(Exercise instructions):
A word-for-word copy of the records below is required.

(Data supplied):
......
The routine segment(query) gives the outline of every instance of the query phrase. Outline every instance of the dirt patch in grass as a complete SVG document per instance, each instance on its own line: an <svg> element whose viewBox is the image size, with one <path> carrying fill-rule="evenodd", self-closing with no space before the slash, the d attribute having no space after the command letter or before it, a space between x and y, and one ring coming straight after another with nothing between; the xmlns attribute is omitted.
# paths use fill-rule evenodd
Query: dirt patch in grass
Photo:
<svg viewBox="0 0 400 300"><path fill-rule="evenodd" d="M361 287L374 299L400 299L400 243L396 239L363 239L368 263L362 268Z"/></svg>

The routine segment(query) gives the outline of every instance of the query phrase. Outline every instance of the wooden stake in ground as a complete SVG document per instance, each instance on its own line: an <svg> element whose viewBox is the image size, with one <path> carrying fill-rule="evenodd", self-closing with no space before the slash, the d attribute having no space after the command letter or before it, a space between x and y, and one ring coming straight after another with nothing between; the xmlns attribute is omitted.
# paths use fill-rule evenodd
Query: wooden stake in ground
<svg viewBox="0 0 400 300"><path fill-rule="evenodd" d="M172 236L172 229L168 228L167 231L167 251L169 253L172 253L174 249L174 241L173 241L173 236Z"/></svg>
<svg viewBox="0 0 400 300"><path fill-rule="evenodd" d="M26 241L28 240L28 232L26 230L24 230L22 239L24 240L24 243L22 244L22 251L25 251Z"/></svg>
......
(Answer space):
The routine segment(query) gives the outline of every instance of the query phrase. Outline every instance of the dirt patch in grass as a complete SVG document per instance, each instance on its own line: an <svg> element whose viewBox is the image size, with one <path> carrying fill-rule="evenodd", self-closing with no space before the slash, the d attribute having no space after the command letter or before it, a space between x and y, and one ring coming straight after another with nothing between; the xmlns attribute is omitted.
# paths use fill-rule evenodd
Query: dirt patch in grass
Photo:
<svg viewBox="0 0 400 300"><path fill-rule="evenodd" d="M361 287L374 299L400 299L400 243L396 239L363 239L368 263L362 268Z"/></svg>

The routine segment(query) gives the outline of every instance of the query phrase. Outline every instance of the wooden stake in ground as a complete SVG document per instance, each instance on its own line: an <svg> element whose viewBox is the image size, with one <path> carrying fill-rule="evenodd", self-closing with no space before the slash, the d attribute having no space after the command letter or before it, a space between x and y, and one ring coming straight after another with nothing between; the xmlns attribute is omitted.
# paths use fill-rule evenodd
Query: wooden stake in ground
<svg viewBox="0 0 400 300"><path fill-rule="evenodd" d="M172 236L172 229L168 228L167 231L167 251L169 253L172 253L174 249L174 241L173 241L173 236Z"/></svg>
<svg viewBox="0 0 400 300"><path fill-rule="evenodd" d="M26 241L28 240L28 232L26 230L24 230L22 239L24 240L24 243L22 244L22 251L25 251Z"/></svg>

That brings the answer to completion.